Instructions to follow: Repeat the data as given. Images do not go in the copy.
*** Opening Information given ***
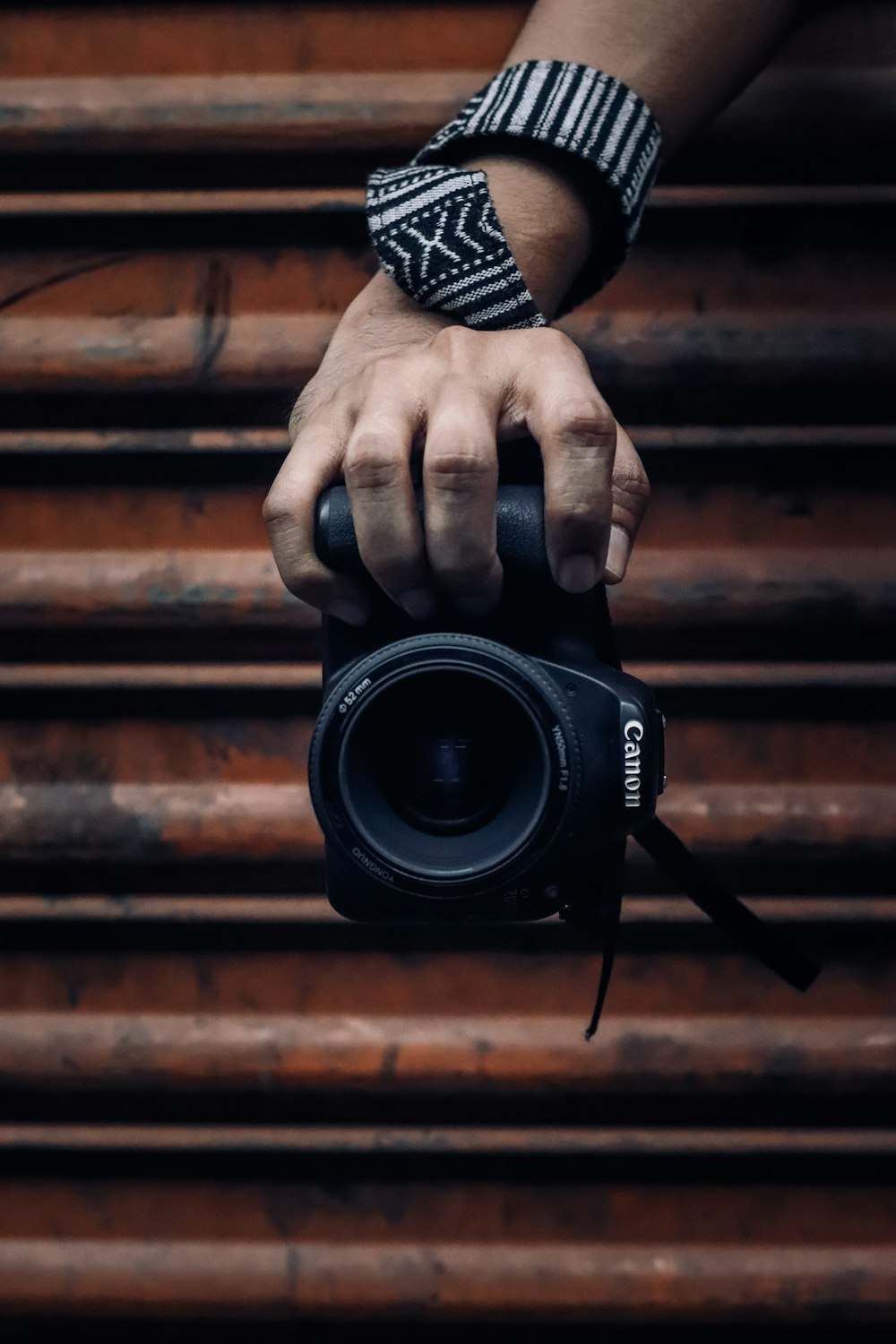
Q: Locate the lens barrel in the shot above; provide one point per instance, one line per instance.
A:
(443, 763)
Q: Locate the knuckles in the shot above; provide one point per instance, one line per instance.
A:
(373, 461)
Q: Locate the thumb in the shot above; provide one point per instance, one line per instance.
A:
(630, 497)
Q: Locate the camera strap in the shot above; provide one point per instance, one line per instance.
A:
(772, 948)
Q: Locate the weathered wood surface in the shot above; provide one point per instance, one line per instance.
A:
(217, 1098)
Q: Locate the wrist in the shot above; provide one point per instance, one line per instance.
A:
(544, 217)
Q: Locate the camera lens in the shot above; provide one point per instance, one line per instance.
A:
(454, 769)
(444, 771)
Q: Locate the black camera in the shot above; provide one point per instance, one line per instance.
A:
(481, 771)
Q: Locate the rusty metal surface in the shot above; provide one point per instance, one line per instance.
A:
(785, 110)
(435, 1282)
(253, 909)
(654, 1056)
(217, 1098)
(435, 1140)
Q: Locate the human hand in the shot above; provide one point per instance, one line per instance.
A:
(402, 392)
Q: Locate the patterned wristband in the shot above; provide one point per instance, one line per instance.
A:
(435, 228)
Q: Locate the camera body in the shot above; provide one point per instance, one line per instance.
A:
(478, 771)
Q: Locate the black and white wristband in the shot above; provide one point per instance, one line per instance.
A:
(435, 228)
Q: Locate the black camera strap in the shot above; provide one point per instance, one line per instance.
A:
(772, 948)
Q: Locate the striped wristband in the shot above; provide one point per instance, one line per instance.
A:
(435, 228)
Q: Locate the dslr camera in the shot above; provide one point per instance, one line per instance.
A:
(478, 771)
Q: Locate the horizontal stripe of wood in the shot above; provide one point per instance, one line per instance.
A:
(340, 199)
(253, 909)
(704, 268)
(783, 110)
(650, 438)
(524, 1055)
(720, 585)
(306, 676)
(437, 1140)
(319, 35)
(435, 1282)
(381, 1212)
(134, 823)
(627, 351)
(339, 35)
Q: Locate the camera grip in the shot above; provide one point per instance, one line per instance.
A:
(520, 532)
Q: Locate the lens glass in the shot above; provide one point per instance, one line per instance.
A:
(445, 771)
(455, 761)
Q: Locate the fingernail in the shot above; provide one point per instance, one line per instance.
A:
(578, 573)
(347, 610)
(419, 604)
(618, 554)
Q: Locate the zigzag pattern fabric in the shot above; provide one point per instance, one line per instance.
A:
(438, 237)
(435, 228)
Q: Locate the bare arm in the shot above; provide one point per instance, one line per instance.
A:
(400, 381)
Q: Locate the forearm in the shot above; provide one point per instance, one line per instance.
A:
(685, 58)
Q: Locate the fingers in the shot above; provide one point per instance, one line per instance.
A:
(460, 494)
(630, 499)
(578, 437)
(289, 515)
(378, 476)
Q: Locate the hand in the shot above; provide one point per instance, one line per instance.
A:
(403, 390)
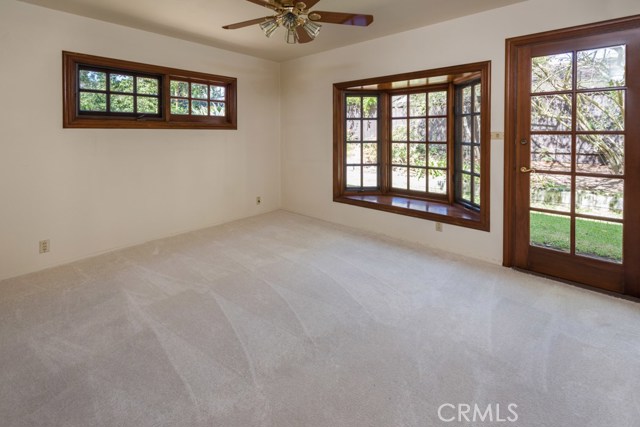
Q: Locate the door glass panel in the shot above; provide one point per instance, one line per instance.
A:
(551, 192)
(599, 239)
(600, 196)
(601, 154)
(601, 111)
(602, 68)
(551, 113)
(550, 231)
(551, 152)
(551, 73)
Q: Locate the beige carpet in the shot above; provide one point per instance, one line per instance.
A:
(282, 320)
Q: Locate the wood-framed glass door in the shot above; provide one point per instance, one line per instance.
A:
(573, 198)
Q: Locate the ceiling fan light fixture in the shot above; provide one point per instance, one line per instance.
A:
(312, 29)
(269, 26)
(291, 36)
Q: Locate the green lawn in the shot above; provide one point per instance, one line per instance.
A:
(593, 238)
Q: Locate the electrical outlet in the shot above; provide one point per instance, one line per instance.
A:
(45, 246)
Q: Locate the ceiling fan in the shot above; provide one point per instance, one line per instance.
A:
(299, 22)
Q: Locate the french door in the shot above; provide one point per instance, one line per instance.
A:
(573, 155)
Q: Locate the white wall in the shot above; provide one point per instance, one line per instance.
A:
(93, 190)
(307, 109)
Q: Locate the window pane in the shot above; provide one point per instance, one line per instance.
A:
(418, 179)
(466, 187)
(418, 155)
(466, 158)
(370, 105)
(552, 73)
(601, 111)
(121, 83)
(147, 86)
(438, 103)
(93, 80)
(418, 129)
(438, 130)
(179, 106)
(418, 102)
(476, 128)
(399, 154)
(551, 152)
(600, 196)
(437, 181)
(354, 178)
(93, 101)
(370, 176)
(370, 153)
(602, 68)
(217, 109)
(399, 130)
(599, 239)
(217, 93)
(399, 106)
(199, 91)
(354, 155)
(121, 103)
(552, 192)
(477, 96)
(551, 113)
(354, 107)
(476, 159)
(370, 130)
(199, 108)
(438, 155)
(179, 88)
(353, 130)
(466, 128)
(399, 178)
(148, 104)
(550, 231)
(602, 154)
(466, 100)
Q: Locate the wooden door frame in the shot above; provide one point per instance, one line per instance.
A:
(513, 47)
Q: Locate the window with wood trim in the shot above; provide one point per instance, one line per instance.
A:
(416, 144)
(108, 93)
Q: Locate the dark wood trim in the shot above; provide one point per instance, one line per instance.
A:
(71, 118)
(425, 209)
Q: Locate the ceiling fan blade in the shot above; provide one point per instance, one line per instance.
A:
(266, 3)
(246, 23)
(303, 37)
(358, 19)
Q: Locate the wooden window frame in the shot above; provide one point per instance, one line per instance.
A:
(425, 206)
(73, 118)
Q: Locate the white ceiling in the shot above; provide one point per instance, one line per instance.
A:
(201, 20)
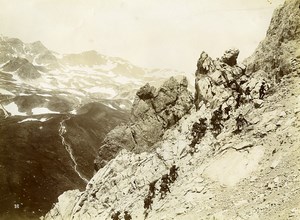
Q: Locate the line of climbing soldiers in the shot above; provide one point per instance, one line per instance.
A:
(116, 216)
(166, 180)
(247, 92)
(199, 128)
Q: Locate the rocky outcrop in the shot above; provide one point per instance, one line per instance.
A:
(252, 174)
(216, 80)
(153, 112)
(22, 67)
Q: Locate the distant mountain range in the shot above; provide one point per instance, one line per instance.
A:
(55, 111)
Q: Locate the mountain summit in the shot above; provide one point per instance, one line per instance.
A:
(242, 164)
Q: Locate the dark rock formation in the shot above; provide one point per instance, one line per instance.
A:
(230, 57)
(153, 111)
(217, 79)
(23, 67)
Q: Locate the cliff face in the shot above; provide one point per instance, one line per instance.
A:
(279, 53)
(249, 174)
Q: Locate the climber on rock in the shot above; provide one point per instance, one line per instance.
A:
(198, 131)
(227, 110)
(240, 122)
(164, 188)
(173, 173)
(165, 179)
(148, 202)
(238, 100)
(127, 216)
(116, 216)
(262, 91)
(216, 123)
(248, 94)
(152, 188)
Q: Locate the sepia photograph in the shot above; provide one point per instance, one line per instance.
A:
(150, 110)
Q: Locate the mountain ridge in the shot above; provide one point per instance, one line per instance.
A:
(252, 173)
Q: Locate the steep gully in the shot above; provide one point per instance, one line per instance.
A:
(62, 130)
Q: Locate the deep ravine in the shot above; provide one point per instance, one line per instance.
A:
(62, 130)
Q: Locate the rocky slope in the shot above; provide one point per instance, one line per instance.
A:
(55, 111)
(46, 154)
(153, 112)
(251, 174)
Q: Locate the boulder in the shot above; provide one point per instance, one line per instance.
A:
(230, 57)
(215, 80)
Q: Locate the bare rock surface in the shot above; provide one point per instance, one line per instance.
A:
(253, 173)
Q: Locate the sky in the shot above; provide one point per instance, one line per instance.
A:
*** Closing Information given ***
Exercise solution:
Q: Locate the lens barrel in the shot above; provide one point per instance, one line per instance.
A:
(443, 763)
Q: Locate the knuckles in the shot above; provide one point per instance, one line per instance.
A:
(373, 461)
Q: Locate the thumb in the shot above; provide one point per instance, one line per instance.
A:
(630, 497)
Q: Locate the camera strap in the shot above; provide one point per instance, one line per instance.
A:
(772, 948)
Q: Locate the weathered wood surface in the shot above; provide one point per instance, one line per instance.
A:
(217, 1098)
Q: Locate the wrist in the shot above; provide one point per instance, one line per instance.
A:
(544, 217)
Q: Locate the camera lens in the shot above; provide one point per instance, one line per instance.
A:
(454, 769)
(444, 771)
Q: Locate the black camera in the shot above; provide one point per instance, one line per instance.
A:
(481, 771)
Q: Locate the rusty metal surface in the shot above; provide one point per instance, one line per instance.
A:
(785, 110)
(435, 1282)
(253, 909)
(654, 1056)
(217, 1098)
(435, 1140)
Q: Locate the human hand in the shot above; provide one point per instance, one line per instance.
A:
(402, 392)
Q: Locate the patterned wristband in the shot above; provide one point per instance, one line per instance.
A:
(435, 228)
Q: Locate the camera body in the shot above; provide one point per instance, one line per instance.
A:
(478, 771)
Q: Locate the black and white wristband in the shot above; provide one point per instance, one line per instance.
A:
(435, 228)
Q: Locate the black camera strap in the shot above; provide one point per instance, one line per instance.
A:
(772, 948)
Q: Locate the striped wristband in the shot above; provide one point per instance, one line per instance.
A:
(435, 228)
Q: Locate the dslr camera in the shot above; provide one point per instance, one line per instance.
A:
(478, 771)
Q: Locate the horizontal stripe of wood in the shot above; provide one point per instance, one line per instance.
A:
(340, 199)
(253, 909)
(704, 268)
(783, 110)
(650, 438)
(524, 1055)
(720, 585)
(306, 676)
(437, 1140)
(319, 35)
(435, 1282)
(381, 1212)
(134, 823)
(627, 351)
(339, 35)
Q: Locate the camera grip in the shot above; provide one point per instance, one line per instance.
A:
(520, 532)
Q: Locate the lens glass in the shot above; provide one point per instance, one line per instance.
A:
(445, 771)
(455, 761)
Q: Locate the fingernail in the shot above; provide one point per instance, one line per instance.
A:
(578, 573)
(347, 610)
(419, 604)
(618, 554)
Q: Locate the zigzag pattern fabric in the shot above; provide one point per instance, one line per instance.
A:
(438, 237)
(435, 228)
Q: Locate the bare arm in the shot above; provide one point per instance, one line per instance.
A:
(400, 381)
Q: Locate the forearm in the shot above; provide one point per instance, one line per instance.
A:
(685, 58)
Q: Locate the fingers in the shot above; provide one point per instance, one line per instance.
A:
(460, 494)
(630, 499)
(578, 437)
(289, 515)
(378, 476)
Q: Locate the hand in the shot above; provide one point per instance, one line per instance.
A:
(403, 390)
Q: Locate the door glass panel in the shot above; provide one point per instance, one line per instance.
A:
(551, 192)
(599, 239)
(600, 196)
(601, 154)
(601, 111)
(602, 68)
(551, 113)
(550, 231)
(551, 152)
(551, 73)
Q: Locate the beige carpet in the shot above; provide one point per instance, one line per instance.
A:
(282, 320)
Q: Locate the wood-framed glass door in the shot above; provide one point per instance, one line per instance.
A:
(573, 198)
Q: Locate the ceiling fan light fixture in the shot above; provide one point per instance, one line per instance.
A:
(312, 29)
(269, 26)
(291, 36)
Q: Locate the green lawn in the shot above; provide one point per instance, one line per instance.
A:
(593, 238)
Q: Locate the electrical outlet in the shot above; provide one point per instance, one line per instance.
A:
(45, 246)
Q: Locate the ceiling fan in the shot above; provide one point per instance, one line per instance.
A:
(299, 22)
Q: Locate the french door in the shot above; provide one point per instance, one line per instance.
A:
(573, 155)
Q: Locate the white wall in the shot above; provide one point per instance, one line per instance.
A:
(93, 190)
(307, 109)
Q: Locate the window pane in the shot above; provide one point per instance, one line per instance.
A:
(418, 179)
(466, 187)
(418, 155)
(466, 158)
(370, 105)
(552, 73)
(601, 111)
(121, 83)
(147, 86)
(438, 103)
(93, 80)
(418, 129)
(438, 130)
(179, 106)
(418, 102)
(476, 128)
(399, 154)
(551, 152)
(600, 196)
(437, 181)
(354, 178)
(93, 101)
(370, 176)
(370, 153)
(602, 68)
(217, 109)
(399, 130)
(599, 239)
(217, 93)
(399, 106)
(199, 91)
(354, 155)
(121, 103)
(552, 192)
(477, 96)
(551, 113)
(354, 107)
(476, 159)
(370, 130)
(199, 108)
(438, 155)
(179, 88)
(353, 130)
(466, 128)
(399, 178)
(148, 104)
(550, 231)
(602, 154)
(466, 100)
Q: Locate the wooden door frame in the shot above; provide one point per instance, one line per instance.
A:
(513, 47)
Q: Locate the window with wood trim in the shot above; provide one point per instance, one line per instance.
A:
(416, 144)
(108, 93)
Q: Locate the dark wood trim in the shot above; provide one point per instance, one line per instance.
A:
(71, 118)
(425, 209)
Q: Locate the ceiling fan blade in the shot above; provide one point per instance, one line per instance.
A:
(266, 3)
(246, 23)
(303, 37)
(358, 19)
Q: Locate the wooden window frame in the shot above; provide one point per instance, one line per instance.
A:
(425, 206)
(73, 118)
Q: Locate the white ceiling in the shot above; provide one point per instance, one line per instance.
A:
(201, 20)
Q: Locate the line of climbing soldiers in the shot above; provide one point per instance, one line per instance.
A:
(116, 216)
(166, 180)
(247, 92)
(199, 128)
Q: Locate the rocky outcrop in the shot above; provide one point per instance, one line per instance.
A:
(252, 174)
(216, 80)
(153, 112)
(22, 67)
Q: Locate the distant mountain range in the shot above; provide one point per instance, one line per instance.
A:
(55, 111)
Q: Locate the mountain summit in the shot above; provide one point per instance, one line per instance.
A:
(242, 164)
Q: Locate the dark rock formation in the shot above; provide one point per instance, one line per instance.
A:
(230, 57)
(153, 111)
(217, 79)
(23, 67)
Q: Locate the cliff face in the shot above; provide one point per instance, one line per instance.
A:
(279, 53)
(249, 174)
Q: Locate the climber on rock in the shot above; provide one point per instance, one line per instance.
A:
(198, 131)
(227, 110)
(240, 122)
(164, 188)
(173, 173)
(165, 179)
(148, 202)
(238, 100)
(127, 216)
(116, 216)
(262, 91)
(216, 123)
(248, 94)
(152, 188)
Q: Locate the sepia photograph in the shot above; provide one point per instance, one line per instance.
A:
(150, 110)
Q: Locate the mountain ridge in the shot above; provide one point per instance, one line per instance.
A:
(252, 173)
Q: Locate the steep gully in the shot above; provide one point per instance, one line per instance.
A:
(62, 130)
Q: Locate the deep ravine in the shot above; provide one point per instance, one line per instance.
A:
(62, 130)
Q: Locate the rocky slope in the shot above; provide one point per instance, one line per instance.
A:
(55, 111)
(46, 154)
(153, 112)
(251, 174)
Q: Locate the boulder in the shot above; provide one point per instance, one line per instance.
A:
(230, 57)
(215, 80)
Q: Locate the bare rock surface in the shot above; provide one point per instance, one line per instance.
A:
(253, 173)
Q: Locate the sky in the shot above; provide one point per instance, one line per instance.
A:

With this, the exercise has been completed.